EXCERPTED TEXT:

>>>>

The man began helping move supplies and food around. His mood changed, and “he just blossomed,” she said. “It made him start making his life meaningful again.”

It’s these times that Wharton calls “ aha moments” – motivation for her desire to help people.

“I love it when people get aha moments,” she said. “They’re at a road block that they can pass to be able to help themselves again.”

Wharton plans on traveling to California in January to help people who are still crowded into shelters following displacement by this summer’s wildfires.

“Can you imagine?” she said, shifting in her seat, her mind already ranging to the work ahead. “This long after the fire? People still living in cots?”

Of all the hats she wears, being a nurse in disaster areas allows a certain type of victim to open up to her – victims who aren’t specifically seeking help with their mental health.

<<<<

RAW DATA:

>>>>

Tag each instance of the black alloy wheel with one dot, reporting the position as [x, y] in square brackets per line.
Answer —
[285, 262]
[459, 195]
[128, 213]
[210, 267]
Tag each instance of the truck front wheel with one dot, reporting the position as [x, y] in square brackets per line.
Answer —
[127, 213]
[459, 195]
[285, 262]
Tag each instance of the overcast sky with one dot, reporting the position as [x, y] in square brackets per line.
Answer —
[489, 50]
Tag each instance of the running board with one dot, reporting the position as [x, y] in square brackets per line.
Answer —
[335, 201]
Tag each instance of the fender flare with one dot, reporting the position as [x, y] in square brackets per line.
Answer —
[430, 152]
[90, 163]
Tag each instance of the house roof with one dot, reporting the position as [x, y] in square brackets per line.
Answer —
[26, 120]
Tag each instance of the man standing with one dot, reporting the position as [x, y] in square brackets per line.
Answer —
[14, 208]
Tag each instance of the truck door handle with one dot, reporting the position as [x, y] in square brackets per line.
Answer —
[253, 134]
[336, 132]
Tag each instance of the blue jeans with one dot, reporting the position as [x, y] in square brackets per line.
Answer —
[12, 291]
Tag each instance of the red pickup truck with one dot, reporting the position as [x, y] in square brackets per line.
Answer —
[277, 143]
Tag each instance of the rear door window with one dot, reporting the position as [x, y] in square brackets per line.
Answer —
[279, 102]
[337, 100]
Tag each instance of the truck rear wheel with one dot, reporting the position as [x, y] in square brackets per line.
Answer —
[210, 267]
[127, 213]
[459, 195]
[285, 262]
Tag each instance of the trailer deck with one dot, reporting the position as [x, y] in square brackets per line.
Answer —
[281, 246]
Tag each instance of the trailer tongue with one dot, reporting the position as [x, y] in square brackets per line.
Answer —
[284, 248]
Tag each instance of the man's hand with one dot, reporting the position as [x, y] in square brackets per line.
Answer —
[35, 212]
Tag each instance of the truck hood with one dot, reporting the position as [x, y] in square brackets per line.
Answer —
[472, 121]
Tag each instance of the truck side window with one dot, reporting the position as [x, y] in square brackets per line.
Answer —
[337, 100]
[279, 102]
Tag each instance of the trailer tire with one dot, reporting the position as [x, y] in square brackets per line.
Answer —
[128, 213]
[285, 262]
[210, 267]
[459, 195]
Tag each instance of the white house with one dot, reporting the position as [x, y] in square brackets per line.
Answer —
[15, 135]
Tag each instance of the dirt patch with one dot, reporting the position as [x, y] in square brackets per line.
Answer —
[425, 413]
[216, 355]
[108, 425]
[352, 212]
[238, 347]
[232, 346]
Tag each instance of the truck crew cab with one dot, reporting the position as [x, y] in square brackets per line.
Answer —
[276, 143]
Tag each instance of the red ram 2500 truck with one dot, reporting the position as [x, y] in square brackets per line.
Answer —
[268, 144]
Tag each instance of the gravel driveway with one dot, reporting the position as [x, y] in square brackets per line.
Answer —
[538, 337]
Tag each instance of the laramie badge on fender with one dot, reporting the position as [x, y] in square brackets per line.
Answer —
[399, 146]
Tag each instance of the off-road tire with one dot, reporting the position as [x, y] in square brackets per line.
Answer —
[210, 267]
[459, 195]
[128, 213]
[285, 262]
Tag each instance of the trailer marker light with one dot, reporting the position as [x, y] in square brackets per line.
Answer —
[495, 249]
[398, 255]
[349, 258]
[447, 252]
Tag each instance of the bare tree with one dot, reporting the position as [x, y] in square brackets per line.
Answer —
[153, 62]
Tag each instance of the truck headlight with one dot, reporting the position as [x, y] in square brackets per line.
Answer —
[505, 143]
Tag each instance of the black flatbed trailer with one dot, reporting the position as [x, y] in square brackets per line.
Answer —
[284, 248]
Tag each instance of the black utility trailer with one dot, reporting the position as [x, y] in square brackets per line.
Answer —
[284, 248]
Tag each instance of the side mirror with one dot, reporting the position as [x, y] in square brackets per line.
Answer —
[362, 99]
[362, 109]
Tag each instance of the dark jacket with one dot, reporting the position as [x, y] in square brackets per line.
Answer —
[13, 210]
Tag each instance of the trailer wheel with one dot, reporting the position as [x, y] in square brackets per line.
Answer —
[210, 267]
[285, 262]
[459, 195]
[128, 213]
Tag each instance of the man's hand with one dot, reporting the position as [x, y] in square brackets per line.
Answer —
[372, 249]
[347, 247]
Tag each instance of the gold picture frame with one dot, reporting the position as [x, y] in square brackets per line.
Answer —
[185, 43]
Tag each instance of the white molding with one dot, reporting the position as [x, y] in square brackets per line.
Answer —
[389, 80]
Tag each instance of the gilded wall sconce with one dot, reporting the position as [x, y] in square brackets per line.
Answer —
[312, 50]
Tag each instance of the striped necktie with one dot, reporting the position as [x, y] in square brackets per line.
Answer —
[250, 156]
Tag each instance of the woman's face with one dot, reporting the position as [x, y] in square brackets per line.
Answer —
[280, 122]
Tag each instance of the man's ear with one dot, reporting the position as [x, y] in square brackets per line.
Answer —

<<<<
>>>>

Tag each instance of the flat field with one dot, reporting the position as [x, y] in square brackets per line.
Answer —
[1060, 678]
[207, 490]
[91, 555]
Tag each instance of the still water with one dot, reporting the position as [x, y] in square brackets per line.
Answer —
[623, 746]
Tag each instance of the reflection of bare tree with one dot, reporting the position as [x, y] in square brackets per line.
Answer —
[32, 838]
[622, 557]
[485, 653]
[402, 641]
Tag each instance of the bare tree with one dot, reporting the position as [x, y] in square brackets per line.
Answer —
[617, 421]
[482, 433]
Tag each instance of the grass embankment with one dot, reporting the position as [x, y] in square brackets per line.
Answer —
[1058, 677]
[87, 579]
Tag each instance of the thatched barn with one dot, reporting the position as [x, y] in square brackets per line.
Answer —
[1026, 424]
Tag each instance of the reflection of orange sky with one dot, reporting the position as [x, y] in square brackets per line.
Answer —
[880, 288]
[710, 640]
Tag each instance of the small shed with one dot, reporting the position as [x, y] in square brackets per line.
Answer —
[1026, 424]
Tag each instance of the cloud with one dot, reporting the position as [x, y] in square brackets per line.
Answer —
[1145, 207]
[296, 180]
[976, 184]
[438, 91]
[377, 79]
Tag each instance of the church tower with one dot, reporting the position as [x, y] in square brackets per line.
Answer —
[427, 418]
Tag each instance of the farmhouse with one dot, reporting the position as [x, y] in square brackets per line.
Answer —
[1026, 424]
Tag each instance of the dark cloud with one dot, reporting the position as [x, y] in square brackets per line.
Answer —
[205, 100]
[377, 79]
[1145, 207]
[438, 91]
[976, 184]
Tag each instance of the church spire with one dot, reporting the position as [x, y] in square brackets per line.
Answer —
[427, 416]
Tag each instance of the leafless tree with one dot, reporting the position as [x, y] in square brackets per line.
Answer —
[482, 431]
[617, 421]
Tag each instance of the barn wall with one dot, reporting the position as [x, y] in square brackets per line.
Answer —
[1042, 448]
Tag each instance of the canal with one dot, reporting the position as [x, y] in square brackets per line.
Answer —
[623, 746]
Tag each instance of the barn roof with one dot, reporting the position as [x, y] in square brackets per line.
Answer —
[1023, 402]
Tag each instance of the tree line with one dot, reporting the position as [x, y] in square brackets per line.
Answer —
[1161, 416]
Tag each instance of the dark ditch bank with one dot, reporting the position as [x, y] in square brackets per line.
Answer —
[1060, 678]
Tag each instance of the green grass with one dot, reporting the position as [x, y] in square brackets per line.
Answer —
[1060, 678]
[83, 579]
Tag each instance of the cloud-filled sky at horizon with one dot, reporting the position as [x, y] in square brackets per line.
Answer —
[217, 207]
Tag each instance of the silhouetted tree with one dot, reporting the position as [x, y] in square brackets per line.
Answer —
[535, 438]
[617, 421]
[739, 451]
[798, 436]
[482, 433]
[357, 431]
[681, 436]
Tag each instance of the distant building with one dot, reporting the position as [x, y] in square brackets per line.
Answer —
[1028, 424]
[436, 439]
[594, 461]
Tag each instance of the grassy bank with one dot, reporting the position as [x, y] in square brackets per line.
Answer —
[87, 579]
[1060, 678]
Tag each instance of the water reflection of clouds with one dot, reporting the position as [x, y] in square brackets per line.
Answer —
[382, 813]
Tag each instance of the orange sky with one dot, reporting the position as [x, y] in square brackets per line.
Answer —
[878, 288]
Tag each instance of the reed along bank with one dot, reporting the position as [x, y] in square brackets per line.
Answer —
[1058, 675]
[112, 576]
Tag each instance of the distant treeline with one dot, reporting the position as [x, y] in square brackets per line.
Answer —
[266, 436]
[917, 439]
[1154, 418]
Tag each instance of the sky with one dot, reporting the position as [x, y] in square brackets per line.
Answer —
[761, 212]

<<<<
>>>>

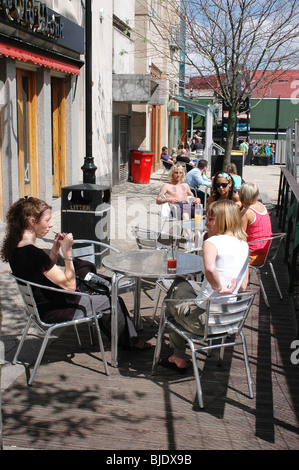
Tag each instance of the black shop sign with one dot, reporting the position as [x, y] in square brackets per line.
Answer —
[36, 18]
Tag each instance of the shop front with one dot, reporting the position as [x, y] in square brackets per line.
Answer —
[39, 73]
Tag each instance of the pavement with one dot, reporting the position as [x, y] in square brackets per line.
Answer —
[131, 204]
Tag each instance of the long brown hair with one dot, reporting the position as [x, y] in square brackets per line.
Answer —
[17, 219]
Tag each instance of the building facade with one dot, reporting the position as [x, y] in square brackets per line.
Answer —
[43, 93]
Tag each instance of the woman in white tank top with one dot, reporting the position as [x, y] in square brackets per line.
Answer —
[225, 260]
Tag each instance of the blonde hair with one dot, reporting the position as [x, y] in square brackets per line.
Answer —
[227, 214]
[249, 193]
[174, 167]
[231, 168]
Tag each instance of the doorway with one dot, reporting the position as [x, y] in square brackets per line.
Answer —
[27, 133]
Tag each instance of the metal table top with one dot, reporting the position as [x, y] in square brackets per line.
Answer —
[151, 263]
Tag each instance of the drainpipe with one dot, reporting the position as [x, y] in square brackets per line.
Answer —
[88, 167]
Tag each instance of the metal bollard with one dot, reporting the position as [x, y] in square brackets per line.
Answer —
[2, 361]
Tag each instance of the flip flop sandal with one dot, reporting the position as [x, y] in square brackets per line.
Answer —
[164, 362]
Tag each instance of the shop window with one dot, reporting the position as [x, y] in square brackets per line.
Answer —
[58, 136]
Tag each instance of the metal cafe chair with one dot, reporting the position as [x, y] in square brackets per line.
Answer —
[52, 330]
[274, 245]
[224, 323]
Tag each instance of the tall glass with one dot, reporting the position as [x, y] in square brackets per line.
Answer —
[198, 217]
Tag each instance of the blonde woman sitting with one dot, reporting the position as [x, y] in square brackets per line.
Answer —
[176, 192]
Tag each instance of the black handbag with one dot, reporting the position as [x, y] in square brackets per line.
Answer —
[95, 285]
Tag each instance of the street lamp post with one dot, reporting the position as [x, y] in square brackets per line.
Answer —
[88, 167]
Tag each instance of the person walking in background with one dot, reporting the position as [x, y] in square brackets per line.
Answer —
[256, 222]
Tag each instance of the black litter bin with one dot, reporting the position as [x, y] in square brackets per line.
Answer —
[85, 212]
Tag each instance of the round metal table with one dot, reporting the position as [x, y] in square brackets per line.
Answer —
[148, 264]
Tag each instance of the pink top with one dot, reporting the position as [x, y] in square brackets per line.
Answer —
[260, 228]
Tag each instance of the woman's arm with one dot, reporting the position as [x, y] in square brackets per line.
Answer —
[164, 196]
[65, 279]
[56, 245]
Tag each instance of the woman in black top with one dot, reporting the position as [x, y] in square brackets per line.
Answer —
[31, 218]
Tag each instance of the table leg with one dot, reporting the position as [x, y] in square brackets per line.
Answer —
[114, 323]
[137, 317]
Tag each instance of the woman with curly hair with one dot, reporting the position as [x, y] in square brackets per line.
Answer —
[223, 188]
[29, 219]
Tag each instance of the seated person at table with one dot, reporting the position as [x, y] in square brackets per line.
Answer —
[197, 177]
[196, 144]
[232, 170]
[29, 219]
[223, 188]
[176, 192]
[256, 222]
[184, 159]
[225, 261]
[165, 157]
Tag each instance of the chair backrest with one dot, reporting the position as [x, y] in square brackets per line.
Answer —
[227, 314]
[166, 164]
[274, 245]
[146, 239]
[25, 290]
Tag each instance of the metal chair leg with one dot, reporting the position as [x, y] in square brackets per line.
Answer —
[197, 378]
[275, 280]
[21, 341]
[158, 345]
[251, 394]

<<<<

EXERCISE DETAILS:
Transcribe the passage about Wharton's disaster nursing word for word, from "Of all the hats" up to and including "their mental health.".

OUTPUT FOR THIS TASK:
Of all the hats she wears, being a nurse in disaster areas allows a certain type of victim to open up to her – victims who aren’t specifically seeking help with their mental health.